-- START Page extract --
I would expect that, having data from both Wikipedia and Google Translate, you should be able to make a system that's monolingually much better than fastText on Wikipedia alone. That's what I was hoping to compare to. Don't limit yourself to the performance of fastText's data.

I also observe that the data files could be made much, much smaller. Every value is written out as a double-precision number in decimal. Most of these digits convey no information, and they're effectively random, limiting the effectiveness of compression. These could all be rounded to about 4 digits after the decimal point with no loss of performance.

[1] https://github.com/commonsense/conceptnet-numberbatch

[2] https://github.com/tmu-nlp/JapaneseWordSimilarityDataset

The graph algorithm they're describing is basically Manaal Faruqui's "retrofitting", although they don't cite him. I will make the charitable assumption that they came up with it independently (and managed to miss the excitement about it at NAACL 2015).

Here's why not to be sad: Retrofitting and its variants are quite effective, and surprisingly, they're not really that computationally intensive. I use an extension of retrofitting to build ConceptNet Numberbatch [1], which is built from open data and is the best-performing semantic model on many word-relatedness benchmarks.

The entirety of ConceptNet, including Numberbatch, builds in 5 hours on a desktop computer.

Big companies have resources, but they also have inertia. Some problems are solved by throwing all the resources of Google at the problem, but that doesn't mean it's the only way to solve the problem.

[1] https://github.com/commonsense/conceptnet-numberbatch
-- END Page extract --
-- START Records supplied --
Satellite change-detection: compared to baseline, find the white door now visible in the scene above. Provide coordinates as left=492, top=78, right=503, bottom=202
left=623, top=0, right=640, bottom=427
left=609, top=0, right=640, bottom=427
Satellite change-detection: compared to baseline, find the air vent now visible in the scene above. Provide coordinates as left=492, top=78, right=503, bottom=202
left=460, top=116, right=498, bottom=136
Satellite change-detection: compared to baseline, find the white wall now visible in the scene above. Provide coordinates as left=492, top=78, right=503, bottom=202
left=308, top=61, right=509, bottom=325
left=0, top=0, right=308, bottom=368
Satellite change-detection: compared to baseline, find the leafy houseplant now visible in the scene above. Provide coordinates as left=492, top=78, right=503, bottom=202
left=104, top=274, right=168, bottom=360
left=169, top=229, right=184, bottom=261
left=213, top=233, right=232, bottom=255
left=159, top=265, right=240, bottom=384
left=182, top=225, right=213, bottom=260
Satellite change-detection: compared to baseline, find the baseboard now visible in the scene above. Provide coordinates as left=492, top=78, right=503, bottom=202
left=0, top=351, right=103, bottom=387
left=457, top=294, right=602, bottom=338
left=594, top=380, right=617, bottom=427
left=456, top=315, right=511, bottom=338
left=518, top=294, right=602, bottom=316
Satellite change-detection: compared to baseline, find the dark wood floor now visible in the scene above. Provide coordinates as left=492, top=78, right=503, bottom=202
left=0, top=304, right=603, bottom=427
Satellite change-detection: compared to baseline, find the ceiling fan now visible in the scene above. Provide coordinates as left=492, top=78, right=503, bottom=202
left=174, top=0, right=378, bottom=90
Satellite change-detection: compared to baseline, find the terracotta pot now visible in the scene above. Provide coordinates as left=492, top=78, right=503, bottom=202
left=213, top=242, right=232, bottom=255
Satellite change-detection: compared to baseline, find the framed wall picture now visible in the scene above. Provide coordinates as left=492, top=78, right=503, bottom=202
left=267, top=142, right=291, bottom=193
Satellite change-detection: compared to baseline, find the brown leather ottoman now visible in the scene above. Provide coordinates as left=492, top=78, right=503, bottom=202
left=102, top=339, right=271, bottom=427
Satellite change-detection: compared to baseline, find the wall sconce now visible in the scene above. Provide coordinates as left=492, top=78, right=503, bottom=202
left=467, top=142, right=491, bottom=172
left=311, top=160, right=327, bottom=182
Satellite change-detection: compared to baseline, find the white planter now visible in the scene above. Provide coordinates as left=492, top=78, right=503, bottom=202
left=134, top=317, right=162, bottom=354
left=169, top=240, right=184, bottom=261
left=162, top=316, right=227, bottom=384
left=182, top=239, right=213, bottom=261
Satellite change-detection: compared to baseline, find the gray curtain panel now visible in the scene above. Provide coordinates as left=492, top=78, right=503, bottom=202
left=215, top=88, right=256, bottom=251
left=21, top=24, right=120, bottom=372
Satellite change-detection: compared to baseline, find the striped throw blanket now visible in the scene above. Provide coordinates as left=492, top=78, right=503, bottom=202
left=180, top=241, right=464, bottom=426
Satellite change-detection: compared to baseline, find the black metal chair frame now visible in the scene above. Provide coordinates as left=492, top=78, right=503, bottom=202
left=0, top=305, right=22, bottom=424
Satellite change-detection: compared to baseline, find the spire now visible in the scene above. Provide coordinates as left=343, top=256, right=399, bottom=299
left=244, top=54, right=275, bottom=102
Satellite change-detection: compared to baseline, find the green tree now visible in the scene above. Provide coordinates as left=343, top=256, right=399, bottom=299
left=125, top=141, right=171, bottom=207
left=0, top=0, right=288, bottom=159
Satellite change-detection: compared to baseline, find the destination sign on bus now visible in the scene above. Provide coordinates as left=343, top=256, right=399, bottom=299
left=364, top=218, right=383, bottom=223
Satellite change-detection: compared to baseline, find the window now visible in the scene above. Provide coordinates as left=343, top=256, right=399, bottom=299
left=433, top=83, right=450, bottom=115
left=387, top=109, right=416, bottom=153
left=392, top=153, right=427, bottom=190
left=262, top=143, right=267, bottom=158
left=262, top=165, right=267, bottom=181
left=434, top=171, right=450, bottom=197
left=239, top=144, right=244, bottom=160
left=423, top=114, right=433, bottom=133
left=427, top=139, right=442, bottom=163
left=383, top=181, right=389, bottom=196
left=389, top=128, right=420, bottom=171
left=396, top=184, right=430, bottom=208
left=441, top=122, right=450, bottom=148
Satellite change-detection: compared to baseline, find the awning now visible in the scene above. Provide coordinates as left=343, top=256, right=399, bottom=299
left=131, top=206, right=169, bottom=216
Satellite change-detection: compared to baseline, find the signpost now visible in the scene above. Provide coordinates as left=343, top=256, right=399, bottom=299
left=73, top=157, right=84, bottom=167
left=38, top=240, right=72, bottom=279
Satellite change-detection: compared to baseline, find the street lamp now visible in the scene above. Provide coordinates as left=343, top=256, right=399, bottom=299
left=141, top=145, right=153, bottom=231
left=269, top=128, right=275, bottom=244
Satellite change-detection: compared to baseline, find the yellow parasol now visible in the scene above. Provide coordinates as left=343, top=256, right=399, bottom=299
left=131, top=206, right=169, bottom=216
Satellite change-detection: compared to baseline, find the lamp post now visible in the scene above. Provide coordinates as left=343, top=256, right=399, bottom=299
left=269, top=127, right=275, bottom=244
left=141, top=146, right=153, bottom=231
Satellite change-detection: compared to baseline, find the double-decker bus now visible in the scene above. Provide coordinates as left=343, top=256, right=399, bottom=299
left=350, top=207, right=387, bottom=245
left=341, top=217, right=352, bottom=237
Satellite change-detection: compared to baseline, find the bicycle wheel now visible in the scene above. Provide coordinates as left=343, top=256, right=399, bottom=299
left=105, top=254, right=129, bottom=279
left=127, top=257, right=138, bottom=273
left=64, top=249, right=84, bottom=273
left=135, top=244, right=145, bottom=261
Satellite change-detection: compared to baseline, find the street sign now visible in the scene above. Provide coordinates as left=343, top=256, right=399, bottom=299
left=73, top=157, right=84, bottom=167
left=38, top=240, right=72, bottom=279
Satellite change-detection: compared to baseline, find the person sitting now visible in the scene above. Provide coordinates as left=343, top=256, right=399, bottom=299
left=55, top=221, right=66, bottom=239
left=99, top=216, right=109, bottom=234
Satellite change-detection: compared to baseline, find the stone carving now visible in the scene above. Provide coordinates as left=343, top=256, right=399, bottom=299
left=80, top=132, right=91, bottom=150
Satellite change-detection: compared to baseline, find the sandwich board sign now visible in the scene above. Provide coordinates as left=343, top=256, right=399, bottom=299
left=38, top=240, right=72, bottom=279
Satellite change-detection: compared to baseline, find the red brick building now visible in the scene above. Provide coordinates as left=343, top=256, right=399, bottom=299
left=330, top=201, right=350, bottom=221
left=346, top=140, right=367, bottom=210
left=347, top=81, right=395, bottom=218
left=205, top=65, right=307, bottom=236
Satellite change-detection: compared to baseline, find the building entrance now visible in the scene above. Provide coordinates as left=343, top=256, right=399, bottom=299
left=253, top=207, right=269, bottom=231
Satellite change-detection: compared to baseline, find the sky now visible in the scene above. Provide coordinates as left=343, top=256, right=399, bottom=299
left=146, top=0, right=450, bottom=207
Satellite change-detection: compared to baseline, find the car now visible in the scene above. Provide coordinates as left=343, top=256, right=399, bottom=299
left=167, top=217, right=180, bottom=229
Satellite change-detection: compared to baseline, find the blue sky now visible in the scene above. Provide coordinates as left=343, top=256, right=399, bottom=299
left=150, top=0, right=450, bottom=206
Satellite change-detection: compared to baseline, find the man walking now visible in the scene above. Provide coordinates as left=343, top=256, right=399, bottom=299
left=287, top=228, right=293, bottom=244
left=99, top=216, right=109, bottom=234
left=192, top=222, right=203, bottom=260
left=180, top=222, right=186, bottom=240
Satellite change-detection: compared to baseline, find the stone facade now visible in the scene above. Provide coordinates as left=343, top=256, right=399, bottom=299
-- END Records supplied --
Task to carry out = Copy word for word the part of the word-embedding discussion that starts with "The graph algorithm" and goes on through "solve the problem.".

The result =
The graph algorithm they're describing is basically Manaal Faruqui's "retrofitting", although they don't cite him. I will make the charitable assumption that they came up with it independently (and managed to miss the excitement about it at NAACL 2015).

Here's why not to be sad: Retrofitting and its variants are quite effective, and surprisingly, they're not really that computationally intensive. I use an extension of retrofitting to build ConceptNet Numberbatch [1], which is built from open data and is the best-performing semantic model on many word-relatedness benchmarks.

The entirety of ConceptNet, including Numberbatch, builds in 5 hours on a desktop computer.

Big companies have resources, but they also have inertia. Some problems are solved by throwing all the resources of Google at the problem, but that doesn't mean it's the only way to solve the problem.